Natural language region descriptions
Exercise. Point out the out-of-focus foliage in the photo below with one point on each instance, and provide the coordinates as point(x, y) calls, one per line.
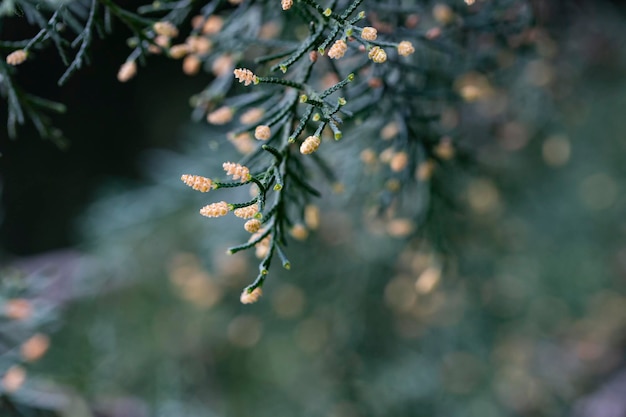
point(515, 306)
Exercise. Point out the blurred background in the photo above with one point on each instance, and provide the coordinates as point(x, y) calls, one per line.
point(119, 300)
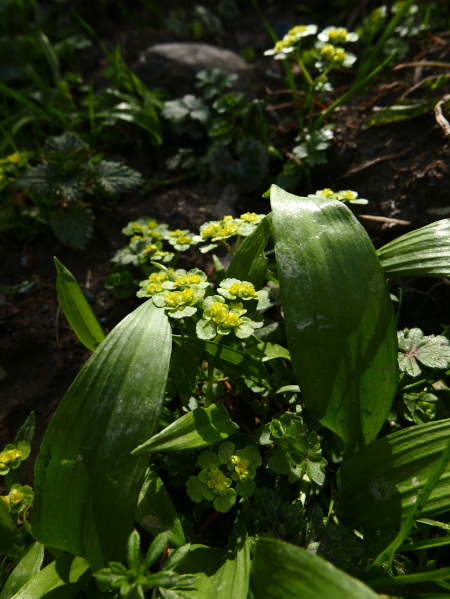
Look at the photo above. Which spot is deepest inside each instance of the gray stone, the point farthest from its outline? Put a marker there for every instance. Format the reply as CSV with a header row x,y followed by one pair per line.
x,y
175,65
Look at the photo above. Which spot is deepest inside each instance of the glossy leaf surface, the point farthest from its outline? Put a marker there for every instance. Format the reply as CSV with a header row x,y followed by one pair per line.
x,y
250,263
283,571
339,318
201,428
379,485
76,309
235,362
424,252
156,512
29,566
61,579
86,482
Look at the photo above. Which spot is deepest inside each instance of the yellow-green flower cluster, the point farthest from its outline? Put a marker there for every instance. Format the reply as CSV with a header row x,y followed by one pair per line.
x,y
213,484
220,318
12,456
343,196
287,45
18,498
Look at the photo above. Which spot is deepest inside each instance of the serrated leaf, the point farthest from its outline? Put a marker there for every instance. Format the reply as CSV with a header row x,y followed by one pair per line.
x,y
76,309
339,317
73,225
283,570
424,252
116,178
201,428
86,483
379,485
431,351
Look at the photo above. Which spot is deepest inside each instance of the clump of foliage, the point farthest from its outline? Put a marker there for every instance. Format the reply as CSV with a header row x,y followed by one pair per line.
x,y
67,181
192,432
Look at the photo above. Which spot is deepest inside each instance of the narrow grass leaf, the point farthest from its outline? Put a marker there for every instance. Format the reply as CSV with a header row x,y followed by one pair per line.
x,y
29,566
195,430
76,309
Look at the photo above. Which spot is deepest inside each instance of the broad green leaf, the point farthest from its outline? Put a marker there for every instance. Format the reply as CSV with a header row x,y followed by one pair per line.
x,y
379,485
283,571
234,361
86,482
424,252
222,573
250,263
156,512
62,579
339,318
29,566
11,538
268,351
201,428
76,309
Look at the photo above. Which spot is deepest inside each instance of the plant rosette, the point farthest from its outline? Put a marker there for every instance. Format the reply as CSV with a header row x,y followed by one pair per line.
x,y
18,499
179,304
12,456
152,285
212,482
181,240
220,319
195,279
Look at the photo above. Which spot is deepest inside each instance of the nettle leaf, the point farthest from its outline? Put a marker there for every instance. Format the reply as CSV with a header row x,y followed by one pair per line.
x,y
73,225
116,178
430,351
275,517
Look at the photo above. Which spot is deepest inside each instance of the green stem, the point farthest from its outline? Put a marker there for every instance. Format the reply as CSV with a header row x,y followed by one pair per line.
x,y
209,383
351,91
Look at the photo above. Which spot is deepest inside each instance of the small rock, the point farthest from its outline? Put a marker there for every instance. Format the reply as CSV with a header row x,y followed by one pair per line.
x,y
175,66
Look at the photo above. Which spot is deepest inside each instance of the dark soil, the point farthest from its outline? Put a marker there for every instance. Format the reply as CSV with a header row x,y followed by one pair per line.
x,y
401,168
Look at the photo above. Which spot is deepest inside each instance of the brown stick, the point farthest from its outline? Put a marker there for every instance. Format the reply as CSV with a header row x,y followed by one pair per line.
x,y
440,118
385,219
365,165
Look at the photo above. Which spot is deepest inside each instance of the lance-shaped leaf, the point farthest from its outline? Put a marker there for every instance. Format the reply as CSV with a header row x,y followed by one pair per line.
x,y
195,430
280,569
250,263
236,362
156,512
379,485
86,482
424,252
76,309
339,318
61,579
29,565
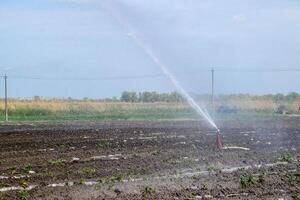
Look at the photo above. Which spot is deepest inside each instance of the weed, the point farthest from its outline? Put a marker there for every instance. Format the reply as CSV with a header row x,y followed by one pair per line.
x,y
22,195
87,171
57,162
262,178
286,157
294,177
211,168
81,181
204,186
27,168
48,174
2,196
247,181
103,145
147,190
119,176
12,170
23,184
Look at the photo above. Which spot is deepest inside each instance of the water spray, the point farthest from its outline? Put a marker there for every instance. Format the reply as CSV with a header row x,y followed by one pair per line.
x,y
135,35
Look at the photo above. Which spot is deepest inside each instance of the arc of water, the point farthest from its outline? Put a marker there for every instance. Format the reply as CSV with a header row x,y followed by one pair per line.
x,y
108,5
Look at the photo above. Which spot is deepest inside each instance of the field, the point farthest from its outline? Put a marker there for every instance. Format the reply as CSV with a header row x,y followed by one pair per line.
x,y
39,109
174,159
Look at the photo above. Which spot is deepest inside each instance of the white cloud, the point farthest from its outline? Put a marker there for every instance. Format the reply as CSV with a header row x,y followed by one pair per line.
x,y
239,18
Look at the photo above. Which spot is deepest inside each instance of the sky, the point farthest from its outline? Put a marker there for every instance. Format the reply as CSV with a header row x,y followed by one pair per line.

WHAT IS NEEDED: Give every record again word for word, pictures excluded.

TASK RESPONSE:
Exercise. Point out the out-of-focus foliage in the photo below with one point on each instance, and provide the coordinates as point(x, y) calls, one per line.
point(515, 306)
Exercise. Point out the blurred background in the photo above with one point on each instance, and provide the coordinates as point(x, y) calls, one per line.
point(119, 300)
Look at the photo above. Which spot is deepest inside each instance of the gray stone, the point farthest from its outline? Put a marker there for every instance. Format the reply as CSV with a header row x,y followed by one pair per line.
x,y
175,65
Look at the photo above. Which spot is deepest inside each instance of the glossy leaf surface, the point farthest from its outline? Put a marker there for every instance. Format the reply as CSV with a header row x,y followed by one pair per line.
x,y
250,263
283,571
339,318
201,428
379,485
76,309
235,362
424,252
156,512
29,566
61,579
86,482
Look at the photo above. Which spot is deepest inside each instance of the yellow-green flower cluster, the point farthest from its outline? Put a marker there for every instance. Format the reply as CSV with a header row x,y followed by one pair per line.
x,y
213,484
220,318
12,456
343,196
287,45
18,498
Look at the photo above. Which spot is deepest inside each instance of the serrated leaf, the point farthest from its outline? Put a marker there for every instance. Format the reply as CSV with a header row x,y followed by one pair per line.
x,y
76,309
339,317
73,225
283,570
424,252
116,178
201,428
86,483
379,485
431,351
Look at the photo above. Which spot is deepest inside each instance of the clump of foliage, the point farthest from its outline? Put a marker there for every instance. Format the reply as CSV with a header row x,y followed by one pair per line.
x,y
67,181
192,432
Look at the photo above. Which spot is deepest inside each instance of the narrow grass leaf, the point farthest from its outline? Put a marker there for every instance. Format the reply as CSV with a header row x,y followed by one pair per line.
x,y
29,566
195,430
76,309
Look at the photo above. Which spot is deepest inside each instance of the broad green leaf, the point farthest from its outline? Put a marker there for every instance. Format the reply as CSV with a header row x,y followed by one pair per line.
x,y
379,485
283,571
234,361
86,482
424,252
222,573
250,263
156,512
62,579
339,318
29,566
11,538
268,351
201,428
76,309
Look at the photo above. Which spot is deepest inside each instance of the plant rosette, the point farthest from its outline? Put a marker there for every instance. Format the reply as CSV with a header row x,y followed by one pair per line.
x,y
18,499
179,304
12,456
152,285
212,482
181,240
220,319
195,279
Look at the photo above. Which spot is deepest inside each instance of the nettle leaf, the point farthest from its outline? Put a marker there for every instance. Format the reply as CSV with a header row x,y followed by one pair per line.
x,y
73,225
116,178
430,351
275,517
Look at the photo above. Which spot is deepest inside each instance of the green stem, the point farthest from its outline? Put a marker there for every instance. Format the reply as CSV with a header row x,y followed by one pair per line.
x,y
209,383
351,91
Look at the photo above. Which spot is deepest inside each instance of the small rock, the point farthest from its outline? Put a marker there for every instance. Format the reply as CSV with a header row x,y followed by one pair per line.
x,y
175,66
Look at the photo above. Which spot is deepest inside each instance of the dark soil, the point farthest from its outline? Put a marker there for every instance. Format the reply as CSV with a header row x,y followed by one pair per line.
x,y
401,168
Look at the photo above. Which spot is deepest inside each instance of the brown stick, the point farthest from its outline? Put a marker there for every instance. Format the reply as CSV with a header row x,y followed by one pair per line.
x,y
440,118
385,219
365,165
Look at the photo above. Which spot is deepest inside each instance of the lance-shaped leaf, the point farthest from its outline? Put a marker there for every instance. Format the reply as CSV with a header row x,y followed by one pair per line.
x,y
195,430
280,569
250,263
236,362
156,512
379,485
86,482
424,252
76,309
339,318
61,579
29,565
Look at the photo above. Which spot is deepest inside each instance of the weed, the point farthest from its outline? Put a marker there for every instance. Format the reply as CSV with a header row x,y followed by one pair per line.
x,y
22,195
87,171
57,162
262,178
286,157
294,177
211,168
81,181
204,186
27,168
48,174
2,196
247,181
103,145
147,190
119,176
12,170
23,184
Look at the photo above. Which spot is deepest inside each instance of the water spray, the point farthest from its outline? Put a marker there for every instance. Format the reply as CSV with a header row x,y followed by one pair per line.
x,y
135,35
Look at the photo above. Which spot is deepest inside each instance of the arc of water, the point farthest from its outline? Put a marker there for every instance. Format the reply as CSV with a header row x,y followed by one pair per line.
x,y
108,5
Look at the photo above. Which spot is deepest inside each instance of the field, the point farthest from its outline? Put a marker there for every instance. Format the reply as CSV with a header row x,y followed by one pair per line.
x,y
39,109
174,159
Look at the photo above. Which spot is deepest inside each instance of the white cloud, the point farthest from its outline? Put a marker there for every instance. Format the reply as CSV with a header row x,y followed by one pair per line.
x,y
239,18
Look at the photo above. Which spot is deepest inside each instance of the sky, the point farthest from its outline? Put a marker there for every instance. Format the reply as CSV with a header row x,y followed by one pair per line.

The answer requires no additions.